• _What the task asks_
The full set of entries below is to be returned unchanged.

Data entries:
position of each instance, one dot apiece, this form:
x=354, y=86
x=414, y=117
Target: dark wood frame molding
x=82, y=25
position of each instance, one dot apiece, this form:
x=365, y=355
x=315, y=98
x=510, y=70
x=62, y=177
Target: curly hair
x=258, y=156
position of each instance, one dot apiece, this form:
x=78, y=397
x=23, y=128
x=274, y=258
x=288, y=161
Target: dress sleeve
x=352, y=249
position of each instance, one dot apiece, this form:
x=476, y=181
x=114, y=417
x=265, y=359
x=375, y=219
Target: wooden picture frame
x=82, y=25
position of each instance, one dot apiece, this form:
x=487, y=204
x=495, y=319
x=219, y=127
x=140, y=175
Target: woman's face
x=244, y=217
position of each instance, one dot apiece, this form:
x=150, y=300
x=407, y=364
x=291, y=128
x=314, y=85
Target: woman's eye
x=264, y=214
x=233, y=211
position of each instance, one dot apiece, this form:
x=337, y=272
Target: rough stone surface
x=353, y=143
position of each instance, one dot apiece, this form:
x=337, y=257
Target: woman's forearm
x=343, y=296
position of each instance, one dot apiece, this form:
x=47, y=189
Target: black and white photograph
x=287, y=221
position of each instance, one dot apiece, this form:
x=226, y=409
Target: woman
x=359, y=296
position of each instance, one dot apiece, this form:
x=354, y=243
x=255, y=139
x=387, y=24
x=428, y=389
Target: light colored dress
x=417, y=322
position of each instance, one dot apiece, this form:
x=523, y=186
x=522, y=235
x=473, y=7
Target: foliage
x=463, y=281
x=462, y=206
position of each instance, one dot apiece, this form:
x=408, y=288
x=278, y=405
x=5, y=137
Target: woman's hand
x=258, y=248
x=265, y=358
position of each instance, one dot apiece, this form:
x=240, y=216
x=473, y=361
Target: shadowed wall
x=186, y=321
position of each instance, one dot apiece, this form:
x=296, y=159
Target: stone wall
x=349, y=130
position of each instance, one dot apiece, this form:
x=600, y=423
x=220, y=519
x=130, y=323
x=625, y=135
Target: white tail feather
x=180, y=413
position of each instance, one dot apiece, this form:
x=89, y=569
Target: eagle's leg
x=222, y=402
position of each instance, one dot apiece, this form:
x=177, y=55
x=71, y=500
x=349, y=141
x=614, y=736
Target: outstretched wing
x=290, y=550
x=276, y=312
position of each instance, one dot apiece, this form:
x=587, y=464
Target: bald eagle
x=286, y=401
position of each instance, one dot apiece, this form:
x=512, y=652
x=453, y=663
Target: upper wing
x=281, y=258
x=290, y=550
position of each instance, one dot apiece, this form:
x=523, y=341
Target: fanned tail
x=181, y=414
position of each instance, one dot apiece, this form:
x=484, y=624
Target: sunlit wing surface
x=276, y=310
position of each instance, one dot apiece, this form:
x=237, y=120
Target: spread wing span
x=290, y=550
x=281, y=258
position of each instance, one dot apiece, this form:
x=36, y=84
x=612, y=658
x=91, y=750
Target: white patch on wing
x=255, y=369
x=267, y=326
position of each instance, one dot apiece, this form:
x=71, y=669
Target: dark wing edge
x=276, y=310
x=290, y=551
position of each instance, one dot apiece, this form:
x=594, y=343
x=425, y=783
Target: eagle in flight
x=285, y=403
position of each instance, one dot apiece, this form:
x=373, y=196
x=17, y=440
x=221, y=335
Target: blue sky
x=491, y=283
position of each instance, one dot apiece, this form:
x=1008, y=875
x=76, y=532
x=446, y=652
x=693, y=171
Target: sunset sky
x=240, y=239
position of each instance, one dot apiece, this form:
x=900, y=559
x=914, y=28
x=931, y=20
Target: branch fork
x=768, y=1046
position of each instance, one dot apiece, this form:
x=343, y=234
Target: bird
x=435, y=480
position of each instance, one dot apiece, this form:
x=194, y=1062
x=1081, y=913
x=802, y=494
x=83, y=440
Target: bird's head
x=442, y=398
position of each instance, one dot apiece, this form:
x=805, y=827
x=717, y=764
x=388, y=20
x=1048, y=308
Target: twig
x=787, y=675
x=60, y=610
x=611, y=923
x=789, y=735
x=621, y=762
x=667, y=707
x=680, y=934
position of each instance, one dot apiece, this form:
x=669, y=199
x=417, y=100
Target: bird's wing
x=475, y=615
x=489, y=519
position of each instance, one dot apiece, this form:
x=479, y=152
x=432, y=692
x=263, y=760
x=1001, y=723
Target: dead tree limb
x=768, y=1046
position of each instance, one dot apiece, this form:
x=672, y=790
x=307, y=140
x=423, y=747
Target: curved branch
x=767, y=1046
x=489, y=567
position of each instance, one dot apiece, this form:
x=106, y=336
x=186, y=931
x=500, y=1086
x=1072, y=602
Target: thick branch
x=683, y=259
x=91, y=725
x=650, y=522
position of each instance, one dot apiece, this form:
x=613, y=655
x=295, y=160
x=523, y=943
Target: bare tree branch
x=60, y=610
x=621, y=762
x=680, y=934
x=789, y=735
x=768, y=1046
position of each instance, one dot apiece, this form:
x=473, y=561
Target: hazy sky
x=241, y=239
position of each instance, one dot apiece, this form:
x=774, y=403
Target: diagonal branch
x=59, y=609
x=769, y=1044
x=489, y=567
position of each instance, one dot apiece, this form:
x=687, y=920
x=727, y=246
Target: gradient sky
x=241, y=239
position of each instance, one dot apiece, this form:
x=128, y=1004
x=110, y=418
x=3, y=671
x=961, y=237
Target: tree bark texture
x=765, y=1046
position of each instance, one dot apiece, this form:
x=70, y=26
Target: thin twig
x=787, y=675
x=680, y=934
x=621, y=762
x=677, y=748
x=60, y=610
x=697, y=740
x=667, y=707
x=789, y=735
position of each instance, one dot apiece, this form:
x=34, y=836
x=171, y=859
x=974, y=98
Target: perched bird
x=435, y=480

• _Solution for this exercise_
position of each instance, one dot apiece, this form:
x=354, y=86
x=414, y=117
Target: dark wood frame molding
x=82, y=25
position of each instance, one dot apiece, this form:
x=365, y=355
x=315, y=98
x=510, y=70
x=62, y=177
Target: curly hair
x=258, y=156
position of each instance, one dot apiece, this form:
x=78, y=397
x=23, y=128
x=274, y=258
x=288, y=161
Target: dress sleeve
x=352, y=249
position of each instance, one dot apiece, this form:
x=476, y=181
x=114, y=417
x=265, y=359
x=375, y=219
Target: wooden picture frame
x=82, y=25
position of each instance, one dot apiece, this form:
x=487, y=204
x=495, y=319
x=219, y=127
x=140, y=175
Target: woman's face
x=244, y=217
position of each instance, one dot apiece, this form:
x=150, y=300
x=407, y=364
x=291, y=128
x=314, y=85
Target: woman's eye
x=264, y=214
x=233, y=211
position of each instance, one dot apiece, this form:
x=337, y=272
Target: rough stone surface
x=353, y=143
position of each instance, one dot apiece, this form:
x=337, y=257
Target: woman's forearm
x=343, y=296
position of each instance, one dot apiece, this form:
x=47, y=189
Target: black and white photograph
x=287, y=221
position of each instance, one dot apiece, this form:
x=226, y=409
Target: woman
x=359, y=296
position of each instance, one dot apiece, this form:
x=354, y=243
x=255, y=139
x=387, y=24
x=428, y=389
Target: light colored dress
x=417, y=322
position of each instance, one dot apiece, this form:
x=523, y=186
x=522, y=235
x=473, y=7
Target: foliage
x=463, y=281
x=462, y=206
position of each instance, one dot apiece, this form:
x=408, y=288
x=278, y=405
x=5, y=137
Target: woman's hand
x=258, y=248
x=265, y=358
position of each instance, one dot apiece, this form:
x=240, y=216
x=473, y=361
Target: shadowed wall
x=186, y=321
position of each instance, one dot apiece, this form:
x=296, y=159
Target: stone wall
x=349, y=130
position of each instance, one dot apiece, this form:
x=600, y=423
x=220, y=519
x=130, y=323
x=625, y=135
Target: white tail feather
x=180, y=413
position of each instance, one dot apiece, this form:
x=89, y=569
Target: eagle's leg
x=222, y=402
position of each instance, one dot apiece, this form:
x=177, y=55
x=71, y=500
x=349, y=141
x=614, y=736
Target: outstretched wing
x=290, y=550
x=276, y=312
position of each instance, one dot apiece, this form:
x=587, y=464
Target: bald eagle
x=286, y=401
position of each instance, one dot apiece, this form:
x=512, y=652
x=453, y=663
Target: upper wing
x=281, y=258
x=290, y=550
position of each instance, one dot apiece, this form:
x=523, y=341
Target: fanned tail
x=181, y=414
position of each instance, one dot apiece, this form:
x=484, y=624
Target: sunlit wing surface
x=276, y=310
position of each instance, one dot apiece, this form:
x=237, y=120
Target: spread wing span
x=290, y=550
x=281, y=258
position of each instance, one dot apiece, this form:
x=36, y=84
x=612, y=658
x=91, y=750
Target: white patch on wing
x=255, y=369
x=267, y=326
position of each instance, one dot apiece, this form:
x=71, y=669
Target: dark wing edge
x=276, y=310
x=290, y=551
position of each instance, one dot apiece, this form:
x=594, y=343
x=425, y=783
Target: eagle in flight
x=285, y=403
position of each instance, one dot apiece, this form:
x=373, y=196
x=17, y=440
x=221, y=335
Target: blue sky
x=491, y=283
position of each instance, one dot apiece, this form:
x=1008, y=875
x=76, y=532
x=446, y=652
x=693, y=171
Target: sunset sky
x=240, y=239
position of each instance, one dot apiece, this form:
x=900, y=559
x=914, y=28
x=931, y=20
Target: branch fork
x=768, y=1046
position of each instance, one dot apiece, this form:
x=343, y=234
Target: bird
x=435, y=480
position of each instance, one dot apiece, this form:
x=194, y=1062
x=1081, y=913
x=802, y=494
x=83, y=440
Target: bird's head
x=442, y=398
position of each instance, one dot apiece, this form:
x=805, y=827
x=717, y=764
x=388, y=20
x=1048, y=308
Target: twig
x=787, y=675
x=60, y=610
x=611, y=923
x=789, y=735
x=621, y=762
x=667, y=707
x=680, y=934
position of each instance, one dot apiece, this form:
x=669, y=199
x=417, y=100
Target: bird's wing
x=475, y=615
x=489, y=519
position of each instance, one dot apiece, this form:
x=479, y=152
x=432, y=692
x=263, y=760
x=1001, y=723
Target: dead tree limb
x=768, y=1046
position of each instance, one dot apiece, this form:
x=672, y=790
x=307, y=140
x=423, y=747
Target: curved branch
x=767, y=1046
x=489, y=567
position of each instance, one dot apiece, this form:
x=106, y=336
x=186, y=931
x=500, y=1086
x=1072, y=602
Target: thick branch
x=683, y=259
x=91, y=725
x=650, y=522
position of each instance, one dot apiece, this form:
x=613, y=655
x=295, y=160
x=523, y=943
Target: bare tree branch
x=60, y=610
x=621, y=762
x=680, y=934
x=789, y=735
x=768, y=1046
position of each instance, one dot apiece, this form:
x=473, y=561
Target: hazy sky
x=241, y=239
position of each instance, one dot apiece, this form:
x=774, y=403
Target: diagonal branch
x=59, y=609
x=769, y=1044
x=489, y=567
position of each instance, one dot apiece, this form:
x=687, y=920
x=727, y=246
Target: gradient sky
x=241, y=239
position of each instance, one dot apiece, this form:
x=128, y=1004
x=110, y=418
x=3, y=671
x=961, y=237
Target: tree bark texture
x=765, y=1046
position of each instance, one dot apiece, this form:
x=70, y=26
Target: thin twig
x=787, y=675
x=680, y=934
x=621, y=762
x=677, y=748
x=60, y=610
x=697, y=740
x=667, y=707
x=789, y=735
position of each instance, one dot apiece, this form:
x=34, y=836
x=171, y=859
x=974, y=98
Target: perched bird
x=435, y=480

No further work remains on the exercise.